**What is asked**
Copy the listing starting at the line that has "Target: <item>green zucchini</item>" and ending at its last line, substituting "outline" for "mask" and changing nothing else.

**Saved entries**
— begin —

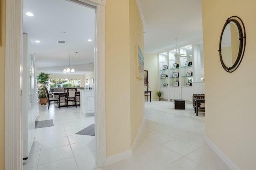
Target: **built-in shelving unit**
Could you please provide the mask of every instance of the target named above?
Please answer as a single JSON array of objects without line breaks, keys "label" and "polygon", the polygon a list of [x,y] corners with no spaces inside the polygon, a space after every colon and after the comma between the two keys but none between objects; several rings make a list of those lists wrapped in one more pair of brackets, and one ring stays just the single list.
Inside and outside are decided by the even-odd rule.
[{"label": "built-in shelving unit", "polygon": [[[163,92],[161,98],[192,101],[194,82],[196,83],[196,94],[204,93],[200,62],[202,53],[198,45],[189,45],[158,54],[159,90]],[[184,55],[176,55],[180,54]]]}]

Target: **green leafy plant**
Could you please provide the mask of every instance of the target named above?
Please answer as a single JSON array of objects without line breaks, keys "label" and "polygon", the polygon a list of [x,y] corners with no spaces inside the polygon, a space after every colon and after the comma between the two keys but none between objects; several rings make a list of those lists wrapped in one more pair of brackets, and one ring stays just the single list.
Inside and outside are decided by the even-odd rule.
[{"label": "green leafy plant", "polygon": [[37,76],[37,82],[40,86],[39,90],[39,98],[46,98],[46,94],[44,91],[44,88],[49,85],[49,79],[50,79],[50,74],[44,73],[43,72],[40,73]]}]

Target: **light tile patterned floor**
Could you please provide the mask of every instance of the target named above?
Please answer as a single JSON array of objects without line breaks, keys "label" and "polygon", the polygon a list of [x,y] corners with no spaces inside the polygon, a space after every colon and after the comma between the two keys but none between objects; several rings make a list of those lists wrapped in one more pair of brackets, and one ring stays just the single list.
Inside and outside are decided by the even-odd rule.
[{"label": "light tile patterned floor", "polygon": [[36,129],[36,141],[24,169],[92,170],[229,170],[204,142],[204,114],[192,105],[175,110],[173,103],[145,103],[145,120],[132,156],[101,168],[95,164],[95,138],[75,135],[94,123],[80,115],[80,108],[49,111],[40,106],[38,120],[53,119],[54,126]]}]

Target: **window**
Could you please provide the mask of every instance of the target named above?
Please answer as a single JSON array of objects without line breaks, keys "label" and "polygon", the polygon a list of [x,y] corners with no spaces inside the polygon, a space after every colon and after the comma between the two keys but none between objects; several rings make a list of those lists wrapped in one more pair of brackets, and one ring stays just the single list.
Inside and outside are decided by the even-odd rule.
[{"label": "window", "polygon": [[80,86],[80,79],[69,78],[51,78],[50,85],[51,88],[54,87],[79,87]]}]

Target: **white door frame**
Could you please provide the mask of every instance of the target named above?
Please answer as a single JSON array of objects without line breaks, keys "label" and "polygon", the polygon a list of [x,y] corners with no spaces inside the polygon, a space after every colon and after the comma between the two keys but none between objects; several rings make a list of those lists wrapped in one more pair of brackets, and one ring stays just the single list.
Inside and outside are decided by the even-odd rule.
[{"label": "white door frame", "polygon": [[[96,7],[94,57],[95,136],[97,164],[106,161],[105,100],[106,0],[79,0]],[[73,0],[74,1],[74,0]],[[20,93],[22,68],[23,0],[6,0],[5,95],[5,168],[20,170],[22,164]]]}]

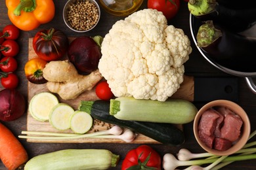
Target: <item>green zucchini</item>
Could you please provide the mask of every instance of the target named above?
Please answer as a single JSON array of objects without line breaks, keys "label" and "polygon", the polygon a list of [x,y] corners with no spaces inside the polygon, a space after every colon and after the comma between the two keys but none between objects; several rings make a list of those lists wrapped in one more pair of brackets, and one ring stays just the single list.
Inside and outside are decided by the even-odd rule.
[{"label": "green zucchini", "polygon": [[39,155],[25,165],[24,170],[108,169],[116,167],[119,156],[105,149],[66,149]]},{"label": "green zucchini", "polygon": [[159,101],[117,97],[110,100],[111,115],[125,120],[184,124],[194,120],[198,109],[184,99]]},{"label": "green zucchini", "polygon": [[115,124],[150,137],[160,143],[174,146],[182,144],[185,140],[182,130],[171,124],[122,120],[110,114],[110,101],[82,101],[79,109],[87,112],[100,121]]}]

— end —

**In response**
Target: <item>green zucchini</item>
Could you please provide the outline of every instance of the target named above?
Please answer as a single JSON array of objects without line breaks, keys "label" and "polygon", the polygon a list of [x,y] corners with no spaces inside the polygon, a space after every colon and after the comma between the two keys but none between objects; several rings make a list of those lists wrapped in one more pair of brackets, and one ring stays just the single list.
Inside and outside are decided by the even-odd rule.
[{"label": "green zucchini", "polygon": [[39,155],[25,165],[24,170],[108,169],[116,167],[119,156],[105,149],[66,149]]},{"label": "green zucchini", "polygon": [[159,101],[117,97],[110,100],[111,115],[125,120],[184,124],[194,120],[198,109],[184,99]]},{"label": "green zucchini", "polygon": [[115,124],[150,137],[160,143],[174,146],[182,144],[185,140],[182,130],[171,124],[122,120],[110,114],[110,101],[82,101],[79,109],[87,112],[100,121]]}]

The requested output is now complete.